---------- Provided records ----------
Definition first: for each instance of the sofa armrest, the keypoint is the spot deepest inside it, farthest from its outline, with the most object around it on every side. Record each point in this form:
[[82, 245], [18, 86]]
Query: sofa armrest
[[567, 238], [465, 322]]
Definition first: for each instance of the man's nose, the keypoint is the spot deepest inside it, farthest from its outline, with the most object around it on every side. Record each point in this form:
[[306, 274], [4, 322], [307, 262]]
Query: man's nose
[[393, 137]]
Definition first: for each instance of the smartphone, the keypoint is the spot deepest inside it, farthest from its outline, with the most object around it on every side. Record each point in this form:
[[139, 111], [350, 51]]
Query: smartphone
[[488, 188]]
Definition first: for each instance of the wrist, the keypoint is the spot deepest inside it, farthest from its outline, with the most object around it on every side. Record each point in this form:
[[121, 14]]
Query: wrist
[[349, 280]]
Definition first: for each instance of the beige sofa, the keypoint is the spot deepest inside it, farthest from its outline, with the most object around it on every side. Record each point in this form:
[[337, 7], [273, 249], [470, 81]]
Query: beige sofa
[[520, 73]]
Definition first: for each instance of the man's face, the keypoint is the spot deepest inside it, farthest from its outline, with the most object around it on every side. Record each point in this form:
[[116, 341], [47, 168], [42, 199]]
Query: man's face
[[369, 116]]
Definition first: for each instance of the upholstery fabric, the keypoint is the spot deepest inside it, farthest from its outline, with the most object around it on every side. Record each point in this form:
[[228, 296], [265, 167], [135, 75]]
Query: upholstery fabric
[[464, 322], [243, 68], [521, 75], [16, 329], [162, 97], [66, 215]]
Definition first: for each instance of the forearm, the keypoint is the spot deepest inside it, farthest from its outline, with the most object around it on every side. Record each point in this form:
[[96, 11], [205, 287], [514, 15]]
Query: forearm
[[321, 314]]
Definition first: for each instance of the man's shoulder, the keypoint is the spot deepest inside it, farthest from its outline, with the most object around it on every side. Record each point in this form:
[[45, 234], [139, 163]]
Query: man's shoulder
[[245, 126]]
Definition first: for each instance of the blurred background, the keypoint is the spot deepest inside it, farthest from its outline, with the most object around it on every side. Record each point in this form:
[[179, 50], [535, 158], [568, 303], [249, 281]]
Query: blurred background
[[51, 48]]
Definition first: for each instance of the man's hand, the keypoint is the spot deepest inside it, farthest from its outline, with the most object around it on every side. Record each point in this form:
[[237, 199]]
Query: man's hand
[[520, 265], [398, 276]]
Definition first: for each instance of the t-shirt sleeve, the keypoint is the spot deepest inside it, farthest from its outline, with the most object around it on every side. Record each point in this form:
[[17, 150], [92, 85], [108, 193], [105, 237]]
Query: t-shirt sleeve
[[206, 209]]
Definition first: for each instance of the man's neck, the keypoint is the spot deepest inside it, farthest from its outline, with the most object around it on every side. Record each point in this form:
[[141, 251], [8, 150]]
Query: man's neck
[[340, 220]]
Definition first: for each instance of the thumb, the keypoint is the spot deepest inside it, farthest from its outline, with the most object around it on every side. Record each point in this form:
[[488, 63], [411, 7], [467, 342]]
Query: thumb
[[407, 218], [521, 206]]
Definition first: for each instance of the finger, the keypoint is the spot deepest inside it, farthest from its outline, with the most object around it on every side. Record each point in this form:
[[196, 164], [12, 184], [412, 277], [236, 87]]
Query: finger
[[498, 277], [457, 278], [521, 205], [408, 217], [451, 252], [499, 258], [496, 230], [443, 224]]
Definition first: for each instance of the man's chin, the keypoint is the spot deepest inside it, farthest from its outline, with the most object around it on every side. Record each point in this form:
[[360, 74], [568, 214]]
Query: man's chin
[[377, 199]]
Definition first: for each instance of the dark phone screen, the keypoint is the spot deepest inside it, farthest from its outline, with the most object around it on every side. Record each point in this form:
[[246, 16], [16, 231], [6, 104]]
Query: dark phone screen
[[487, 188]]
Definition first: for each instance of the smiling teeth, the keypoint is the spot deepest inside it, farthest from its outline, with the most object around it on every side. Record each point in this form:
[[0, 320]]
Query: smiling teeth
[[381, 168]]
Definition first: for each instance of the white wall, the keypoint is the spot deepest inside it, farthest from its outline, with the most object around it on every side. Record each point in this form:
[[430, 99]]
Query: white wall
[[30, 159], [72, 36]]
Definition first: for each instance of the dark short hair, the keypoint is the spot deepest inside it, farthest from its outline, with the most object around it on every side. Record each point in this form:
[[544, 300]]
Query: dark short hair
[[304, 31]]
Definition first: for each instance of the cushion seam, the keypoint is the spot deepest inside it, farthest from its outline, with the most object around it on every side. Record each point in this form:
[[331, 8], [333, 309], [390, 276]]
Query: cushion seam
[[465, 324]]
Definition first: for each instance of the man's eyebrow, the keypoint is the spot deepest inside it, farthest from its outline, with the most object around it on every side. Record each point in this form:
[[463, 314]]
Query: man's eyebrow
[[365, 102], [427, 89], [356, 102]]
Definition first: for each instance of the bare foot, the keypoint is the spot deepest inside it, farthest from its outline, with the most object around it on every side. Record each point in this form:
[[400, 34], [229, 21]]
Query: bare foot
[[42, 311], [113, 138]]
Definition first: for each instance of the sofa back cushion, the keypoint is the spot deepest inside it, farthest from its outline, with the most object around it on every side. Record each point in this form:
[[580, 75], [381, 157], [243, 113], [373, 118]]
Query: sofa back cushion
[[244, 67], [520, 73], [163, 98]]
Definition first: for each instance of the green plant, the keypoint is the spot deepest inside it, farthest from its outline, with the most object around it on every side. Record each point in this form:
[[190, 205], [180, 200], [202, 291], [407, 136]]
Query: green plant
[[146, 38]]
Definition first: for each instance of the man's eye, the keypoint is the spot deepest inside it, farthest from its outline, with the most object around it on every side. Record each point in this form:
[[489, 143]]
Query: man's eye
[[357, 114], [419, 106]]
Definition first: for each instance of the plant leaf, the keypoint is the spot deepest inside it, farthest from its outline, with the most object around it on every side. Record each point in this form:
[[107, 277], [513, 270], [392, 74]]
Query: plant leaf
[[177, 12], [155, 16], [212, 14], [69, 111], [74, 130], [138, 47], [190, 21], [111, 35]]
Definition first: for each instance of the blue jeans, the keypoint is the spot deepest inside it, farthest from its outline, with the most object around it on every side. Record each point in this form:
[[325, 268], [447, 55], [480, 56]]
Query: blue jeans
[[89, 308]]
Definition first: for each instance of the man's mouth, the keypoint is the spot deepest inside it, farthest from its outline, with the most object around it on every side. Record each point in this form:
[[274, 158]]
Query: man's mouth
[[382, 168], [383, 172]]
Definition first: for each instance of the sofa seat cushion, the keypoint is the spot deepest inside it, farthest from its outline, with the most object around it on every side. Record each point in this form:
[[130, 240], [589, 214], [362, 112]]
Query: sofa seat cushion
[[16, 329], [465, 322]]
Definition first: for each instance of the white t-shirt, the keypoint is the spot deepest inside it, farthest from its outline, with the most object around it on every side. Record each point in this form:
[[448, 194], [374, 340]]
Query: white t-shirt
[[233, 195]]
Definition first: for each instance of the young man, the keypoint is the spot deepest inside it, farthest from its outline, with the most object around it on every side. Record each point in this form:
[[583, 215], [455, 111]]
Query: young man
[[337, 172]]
----------
What you need to do: Convert the records above into a Markdown table with two columns, Row and Line. Number each non-blank line in order and skip any blank lines.

Expected answer:
| Row | Line |
|---|---|
| 1 | Definition first: for each instance of the sofa armrest, the keypoint is the spot deepest inside it, farthest from its outline, with the most object around it on every side. Record each point in this form: |
| 2 | [[82, 245], [18, 86]] |
| 3 | Query: sofa armrest |
| 4 | [[567, 238], [465, 322]] |
| 5 | Definition first: for each instance of the man's nose, the keypoint is the spot deepest inside it, farthest from its outline, with the most object around it on every side. Record each point in this form: |
| 6 | [[306, 274], [4, 322], [307, 262]] |
| 7 | Query: man's nose |
| 8 | [[393, 137]] |
| 9 | Definition first: for each instance of the smartphone, the keypoint is the spot deepest inside it, farthest from its outline, with the most object around it on every side. Record each point in this form: |
| 10 | [[139, 111], [350, 51]] |
| 11 | Query: smartphone |
| 12 | [[488, 188]] |
| 13 | Definition first: for each instance of the wrist, the keypoint is the spot deepest inside it, farthest from its outline, with the most object around it on every side. Record each point in this form: |
| 14 | [[121, 14]] |
| 15 | Query: wrist |
| 16 | [[349, 280]] |
| 17 | Definition first: for each instance of the beige sofa, the keypoint is the spot deepest inside it, farthest from its outline, with the most object around it on every side. Record each point in this form: |
| 18 | [[337, 7], [273, 249], [470, 81]] |
| 19 | Query: beige sofa |
| 20 | [[520, 73]] |
| 21 | Definition first: for each instance of the man's face, the keypoint is the spot deepest inside it, farthest from its outline, with the most object around it on every side. Record each point in this form: |
| 22 | [[116, 341], [47, 168], [42, 199]] |
| 23 | Query: man's face |
| 24 | [[369, 116]] |
| 25 | Definition first: for each instance of the upholstery fabric, the keypoint is the spot deepest inside it, farthest from its outline, with the most object around it on every side. Record each point in this form: |
| 26 | [[228, 296], [265, 167], [135, 75]] |
| 27 | Query: upholstery fabric |
| 28 | [[464, 322], [243, 68], [521, 75], [16, 329], [162, 97], [66, 215]] |
| 29 | Definition first: for each instance of the forearm, the keypoint is the spot deepest inside it, farthest from its outline, with the most object around it on every side. Record each point in this form: |
| 30 | [[96, 11], [205, 287], [514, 15]] |
| 31 | Query: forearm |
| 32 | [[321, 314]] |
| 33 | Definition first: for each instance of the man's shoulder, the keypoint is the spot deepest inside it, farthest from its outline, with the most object around it on every side. Record each point in this form: |
| 34 | [[45, 234], [139, 163]] |
| 35 | Query: man's shoulder |
| 36 | [[245, 126]] |
| 37 | Definition first: for each instance of the blurred background, the keypoint is the spot deepest inside it, farthest from its outline, with the most object around it on every side. Record each point in this form: |
| 38 | [[179, 50], [535, 158], [568, 303], [249, 281]] |
| 39 | Query: blurred background |
| 40 | [[51, 48]] |
| 41 | Definition first: for each instance of the man's hand, the keypoint is the spot deepest inside it, farthest from its outline, with the most object around it on every side. Record each point in this form: |
| 42 | [[237, 199]] |
| 43 | Query: man's hand |
| 44 | [[520, 265], [398, 276]] |
| 45 | Definition first: for each instance of the t-shirt sleeve, the keypoint is the spot deepest inside it, farthest from its outline, with the most object around it on every side. Record each point in this form: |
| 46 | [[17, 150], [92, 85], [108, 193], [105, 237]] |
| 47 | Query: t-shirt sleeve |
| 48 | [[206, 209]] |
| 49 | Definition first: for each instance of the man's neck, the keypoint is the spot deepest inside it, farthest from its outline, with the most object around it on every side. Record each point in this form: |
| 50 | [[141, 251], [8, 150]] |
| 51 | Query: man's neck |
| 52 | [[340, 220]] |
| 53 | Definition first: for each instance of the thumb, the keypoint is the spot deepest inside it, farthest from its outline, with the most object around it on every side. Record each point in this form: |
| 54 | [[488, 63], [411, 7], [467, 342]] |
| 55 | Query: thumb |
| 56 | [[407, 218], [521, 206]] |
| 57 | Definition first: for each instance of the finger, the keypoint is the spot deepest inside it, farthest from its outline, with the most object around it on every side. Record each point in this form: |
| 58 | [[196, 164], [12, 184], [412, 277], [236, 87]] |
| 59 | Query: finger |
| 60 | [[498, 277], [457, 278], [521, 205], [408, 217], [451, 252], [499, 258], [496, 230], [443, 224]] |
| 61 | Definition first: for each instance of the man's chin, the keypoint is the spot deepest inside it, farthest from its outline, with the most object around it on every side. Record each point in this form: |
| 62 | [[360, 74], [568, 214]] |
| 63 | Query: man's chin |
| 64 | [[377, 199]] |
| 65 | Definition first: for each instance of the dark phone screen, the keypoint is the spot deepest inside it, farthest from its outline, with the most object around it on every side. Record each point in this form: |
| 66 | [[246, 16], [16, 231], [6, 104]] |
| 67 | Query: dark phone screen |
| 68 | [[487, 188]] |
| 69 | Definition first: for each instance of the smiling teeth, the keypoint is the spot deepest inside it, farthest from its outline, with the most object around it on every side. Record each point in this form: |
| 70 | [[0, 320]] |
| 71 | Query: smiling teeth |
| 72 | [[381, 168]] |
| 73 | Definition first: for each instance of the white wall, the keypoint is the spot deepest inside it, farthest from its outline, with the most object around it on every side. Record each point in this form: |
| 74 | [[430, 99]] |
| 75 | Query: white wall |
| 76 | [[30, 159], [72, 36]] |
| 77 | Definition first: for each instance of the dark short hair, the keypoint is the spot deepest inside it, farthest from its outline, with the most object around it on every side. Record each point in this form: |
| 78 | [[544, 300]] |
| 79 | Query: dark short hair |
| 80 | [[304, 31]] |
| 81 | Definition first: for each instance of the cushion seam, the keypoint is the spot deepest inside it, farthest from its outline, with the most object around it on every side. Record each point in this form: |
| 82 | [[331, 8], [333, 309], [390, 276]] |
| 83 | Query: cushion seam |
| 84 | [[465, 324]] |
| 85 | Definition first: for each instance of the man's eyebrow, the keypoint is the spot deepest inside it, farthest from its outline, with the most object around it on every side. Record each point in this form: |
| 86 | [[463, 314]] |
| 87 | Query: man's eyebrow |
| 88 | [[365, 102], [427, 89], [356, 102]] |
| 89 | Definition first: for each instance of the bare foot, the keypoint is the spot deepest inside it, farthest from its outline, with the most object around it on every side. Record each point in this form: |
| 90 | [[400, 34], [229, 21]] |
| 91 | Query: bare foot |
| 92 | [[42, 311], [113, 138]] |
| 93 | Definition first: for each instance of the sofa back cushion, the keypoint is the spot deepest inside it, farthest from its outline, with the most object around it on every side. Record each point in this form: |
| 94 | [[580, 75], [381, 157], [243, 113], [373, 118]] |
| 95 | Query: sofa back cushion |
| 96 | [[244, 67], [520, 73], [163, 98]] |
| 97 | Definition first: for each instance of the green plant, the keypoint is the spot deepest inside it, farthest from its outline, with the most object around it on every side. Record each point in this form: |
| 98 | [[190, 205], [180, 200], [202, 291], [407, 136]] |
| 99 | Query: green plant |
| 100 | [[146, 38]] |
| 101 | Definition first: for each instance of the man's eye, the keypoint is the spot deepest inside it, farthest from its outline, with the most object around it on every side. Record each point in this form: |
| 102 | [[489, 143]] |
| 103 | Query: man's eye |
| 104 | [[357, 114], [419, 106]] |
| 105 | Definition first: for each instance of the plant leaf, the keypoint is the spot deepest inside it, farthest from its outline, with the most object around it on every side. Record each point in this form: |
| 106 | [[107, 277], [513, 270], [392, 74]] |
| 107 | Query: plant leaf |
| 108 | [[177, 12], [155, 16], [212, 14], [69, 111], [74, 130], [138, 47], [190, 21], [111, 35]] |
| 109 | Definition first: for each instance of the blue jeans, the keypoint is the spot deepest inside it, farthest from its outline, with the most object around it on every side. Record each point in this form: |
| 110 | [[325, 268], [447, 55], [480, 56]] |
| 111 | Query: blue jeans |
| 112 | [[89, 308]] |
| 113 | Definition first: for each instance of the man's mouth, the keypoint is the spot deepest inside it, farthest from its outline, with the most object around it on every side. Record each point in this form: |
| 114 | [[274, 158]] |
| 115 | Query: man's mouth |
| 116 | [[382, 168], [383, 172]] |
| 117 | Definition first: for each instance of the sofa seat cushion, the keypoint is the spot deepest inside it, farthest from its outline, with the most object around it on every side. Record each point in this form: |
| 118 | [[130, 240], [589, 214], [362, 112]] |
| 119 | Query: sofa seat cushion |
| 120 | [[16, 329], [465, 322]] |
| 121 | Definition first: for each instance of the white t-shirt, the keypoint is the spot deepest inside it, farthest from its outline, with the most object around it on every side. Record each point in this form: |
| 122 | [[448, 194], [374, 340]] |
| 123 | Query: white t-shirt |
| 124 | [[233, 195]] |
| 125 | Definition first: for each instance of the young man, the keypoint is the spot deepest inside it, farthest from its outline, with the most object around it on every side. Record each point in this form: |
| 126 | [[583, 215], [455, 111]] |
| 127 | Query: young man |
| 128 | [[337, 172]] |